*Dokumentausschnitt*:

Aus der Zielsetzung ergibt sich eine weitere Besonderheit des Iter-Projekts: Jeder der sieben beteiligten Projektpartner ist an der Entwicklung und Herstellung sämtlicher wichtiger Bau- und Überwachungskomponenten des äusserst komplexen Fusionsreaktors beteiligt, «was die Aufgabe natürlich nicht einfacher macht und Zeit benötigt», wie Holtkamp sagte. Der Grund liegt darin, dass alle Partner das durch Iter gewonnene technische Know-how national verankern wollen, um später in der Lage zu sein, Fusionsreaktoren in Eigenregie bauen zu können.

Holtkamp versicherte, dass Iter nicht am Mangel an Fachleuten scheitern werde. Iter sei ein weltweites Projekt, entsprechend werde auch weltweit rekrutiert. «Mir ist einerlei, woher die Leute kommen», machte er deutlich und verwies insbesondere auf Süd- und Ostasien, wo es dank der grossen Kernkraftwerks-Bauprogramme viele qualifizierte Leute gibt. Persönlich bedauerte er, dass sich in Europa und Nordamerika so wenige junge Leute für technische Ausbildungen interessieren – eine Sicht, der sich Gastgeber Prof. Minh Quang Tran, Direktor des Centre de Recherches en Physique des Plasmas (CRPP) der EPF Lausanne – anschloss.

Energiehunger beschleunigt Entwicklung

Gemäss der langfristigen Planung ist nach dem Erfolgsnachweis von Iter der Bau von Demonstrationskraftwerken vorgesehen, als Vorstufe zur kommerziellen Stromproduktion aus der Kernfusion. Persönlich glaubt Holtkamp, dass dieser Zwischenschritt nicht nötig sein wird. Denn spätestens ab Mitte der 2020er-Jahre werden der Energiehunger der Menschheit und die Verknappung der fossilen Energieträger grossen Druck aufbauen und Investitionen in die Kernfusion beschleunigen. «Iter ist eine echte Chance für die künftige Energieversorgung in grossem Massstab», betonte er.

*Datenauszug*:
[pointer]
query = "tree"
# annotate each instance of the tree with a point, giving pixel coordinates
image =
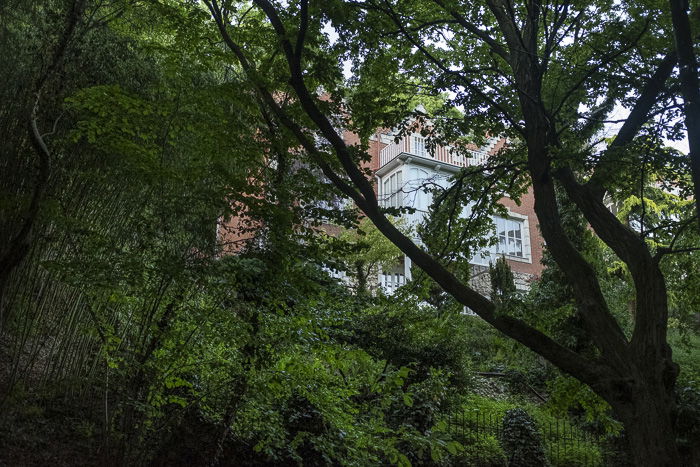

*Aufgaben*:
[1] Zitieren Sie aus dem Dokumentausschnitt zum Iter-Projekt wörtlich die Passage von „Aus der Zielsetzung“ bis „bauen zu können.“.
[2] Nennen Sie alle geografischen Weltregionen, die im Dokumentausschnitt zum Iter-Projekt erwähnt werden.
[3] Führen Sie den Dokumentausschnitt zum Iter-Projekt im Anschluss an seinen letzten Satz weiter.

*Antworten je Aufgabe*:
[1]
Aus der Zielsetzung ergibt sich eine weitere Besonderheit des Iter-Projekts: Jeder der sieben beteiligten Projektpartner ist an der Entwicklung und Herstellung sämtlicher wichtiger Bau- und Überwachungskomponenten des äusserst komplexen Fusionsreaktors beteiligt, «was die Aufgabe natürlich nicht einfacher macht und Zeit benötigt», wie Holtkamp sagte. Der Grund liegt darin, dass alle Partner das durch Iter gewonnene technische Know-how national verankern wollen, um später in der Lage zu sein, Fusionsreaktoren in Eigenregie bauen zu können.

[2] Südasien, Ostasien, Europa, Nordamerika

[3]
Technologie-Entwicklung Schritt um Schritt: Norbert Holtkamp, erster stellvertretender Generaldirektor der Iter-Organisation, und Minh Quang Tran, Direktor des CRPP.
Technologie-Entwicklung Schritt um Schritt: Norbert Holtkamp, erster stellvertretender Generaldirektor der Iter-Organisation, und Minh Quang Tran, Direktor des CRPP.
Quelle: Nuklearforum Schweiz

Merkel bekennt sich zur Kernfusion

Diese Hoffnung wird von der deutschen Bundeskanzlerin Angela Merkel geteilt. Anlässlich eines Besuchs im Max-Planck-Institut für Plasmaphysik in Greifswald von Anfang Februar 2010 erklärte die promovierte Physikerin, dass es fatal wäre, die Möglichkeiten der Kernfusion nicht weiter zu erkunden. Das werde Zeit brauchen und viel Geld kosten – «wenn es aber gelingen würde, den Prozess kontrolliert und wirtschaftlich in einem Reaktor ablaufen zu lassen, wären damit alle Energieprobleme gelöst – umweltfreundlich und zeitlich unbefristet.» In Greifswald wird gegenwärtig «Wendelstein 7-X» gebaut, eine Fusions-Grossanlage vom Typ «Stellarator», die von anderer Bauart ist als Iter.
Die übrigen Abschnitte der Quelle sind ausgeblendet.